Source: Phnom Penh Post
Date: January 15, 2020

The Ministry of Water Resources and Meteorology has issued a weather forecast for this year, which shows that the dry and early rainy season will be more favourable than in previous years due to the influence of El Nino/Southern Oscillation (Enso).

On Monday, its minister Lim Kean Hor issued a weather forecast for the dry season and the early rainy season. He said Enso will play a particularly important role.

Enso refers to variations in winds and sea surface temperatures affecting the climate of much of the tropics and subtropics. The warming phase of the sea temperature is known as El Nino and the cooling phase as La Nina. Enso fluctuates between three phases – Neutral, La Nina or El Nino.

This year, Kean Hor said, the influence of Enso’s neutral phase on Cambodia will reach 60 per cent.

“Checks on the influence of the three phenomena [Neutral, La Nina and El Nino] show that the weather situations for the dry season and early rainy season this year will be better than the dry season and early rainy season of last year,” the notice said.

Despite the good news, the minister called on citizens in remote areas far from water sources to use water economically, explaining that rain in April and May will be scarce and water may be in short supply.
---------------
[Written task 1]: Reproduce verbatim the passage of the Cambodia weather forecast article from "On Monday, its" up to and including "particularly important role.".
[Written task 2]: Continue the Cambodia weather forecast article, beginning after its final sentence.

[Records shown]:
---------------
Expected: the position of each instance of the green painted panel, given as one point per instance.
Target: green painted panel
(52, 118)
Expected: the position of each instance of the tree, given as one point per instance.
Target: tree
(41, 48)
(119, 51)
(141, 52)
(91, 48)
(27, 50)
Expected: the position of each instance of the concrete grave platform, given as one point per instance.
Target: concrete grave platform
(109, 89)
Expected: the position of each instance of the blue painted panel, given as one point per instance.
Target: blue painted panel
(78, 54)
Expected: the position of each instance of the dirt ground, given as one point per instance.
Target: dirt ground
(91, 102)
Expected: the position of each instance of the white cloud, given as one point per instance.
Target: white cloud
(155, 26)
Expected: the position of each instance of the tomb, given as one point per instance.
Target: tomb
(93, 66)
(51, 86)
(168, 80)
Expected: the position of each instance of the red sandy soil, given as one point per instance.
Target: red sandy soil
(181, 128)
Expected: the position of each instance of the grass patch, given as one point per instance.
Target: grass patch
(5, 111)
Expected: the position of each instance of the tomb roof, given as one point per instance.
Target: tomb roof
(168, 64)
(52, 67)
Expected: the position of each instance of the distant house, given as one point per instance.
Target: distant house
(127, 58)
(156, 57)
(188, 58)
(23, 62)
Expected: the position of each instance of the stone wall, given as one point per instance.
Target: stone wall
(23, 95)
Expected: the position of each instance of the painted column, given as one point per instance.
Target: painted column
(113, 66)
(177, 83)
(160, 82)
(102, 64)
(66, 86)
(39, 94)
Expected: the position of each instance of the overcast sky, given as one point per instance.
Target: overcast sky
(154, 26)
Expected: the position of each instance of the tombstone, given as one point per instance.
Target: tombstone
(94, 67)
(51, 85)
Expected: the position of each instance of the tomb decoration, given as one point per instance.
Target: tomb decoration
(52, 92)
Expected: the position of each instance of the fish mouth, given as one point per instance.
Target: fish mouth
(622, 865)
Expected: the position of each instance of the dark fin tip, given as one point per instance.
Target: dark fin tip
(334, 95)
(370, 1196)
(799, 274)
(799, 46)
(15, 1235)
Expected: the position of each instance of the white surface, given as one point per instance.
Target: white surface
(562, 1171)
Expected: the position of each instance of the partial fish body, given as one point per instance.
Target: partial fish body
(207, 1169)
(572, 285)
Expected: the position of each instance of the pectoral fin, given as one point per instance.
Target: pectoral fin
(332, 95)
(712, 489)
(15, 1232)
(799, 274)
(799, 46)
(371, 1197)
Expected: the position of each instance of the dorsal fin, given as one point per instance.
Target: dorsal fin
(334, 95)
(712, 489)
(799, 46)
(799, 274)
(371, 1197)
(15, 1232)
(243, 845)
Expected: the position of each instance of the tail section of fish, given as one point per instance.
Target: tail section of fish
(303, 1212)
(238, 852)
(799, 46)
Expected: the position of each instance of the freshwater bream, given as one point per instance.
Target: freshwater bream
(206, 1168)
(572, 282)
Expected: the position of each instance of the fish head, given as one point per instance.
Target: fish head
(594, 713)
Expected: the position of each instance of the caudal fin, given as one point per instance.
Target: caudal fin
---------------
[Exercise response 1]:
On Monday, its minister Lim Kean Hor issued a weather forecast for the dry season and the early rainy season. He said Enso will play a particularly important role.

[Exercise response 2]:
During this year’s dry season, temperatures will rise above the annual average, the notice said. Rainfall will be below the average of the last several years.
The Ministry of Water Resources and Meteorology has said El Nino will bring more favourable weather this year.

The forecast said the maximum temperature this month will be between 30C and 32C in mountainous and highland provinces.

In central lowland areas, the maximum temperature will reach 33-35C. It will hit 31-33C in coastal areas.

From February, the heat will pick up, reaching its highest point in April. In the meantime, early rains, including rainstorms and lightning strikes, are likely to occur.

The rainy season this year will start during the second week of May, according to the notice, bringing an average or below-average amount of rain that can, nonetheless, be considered normal.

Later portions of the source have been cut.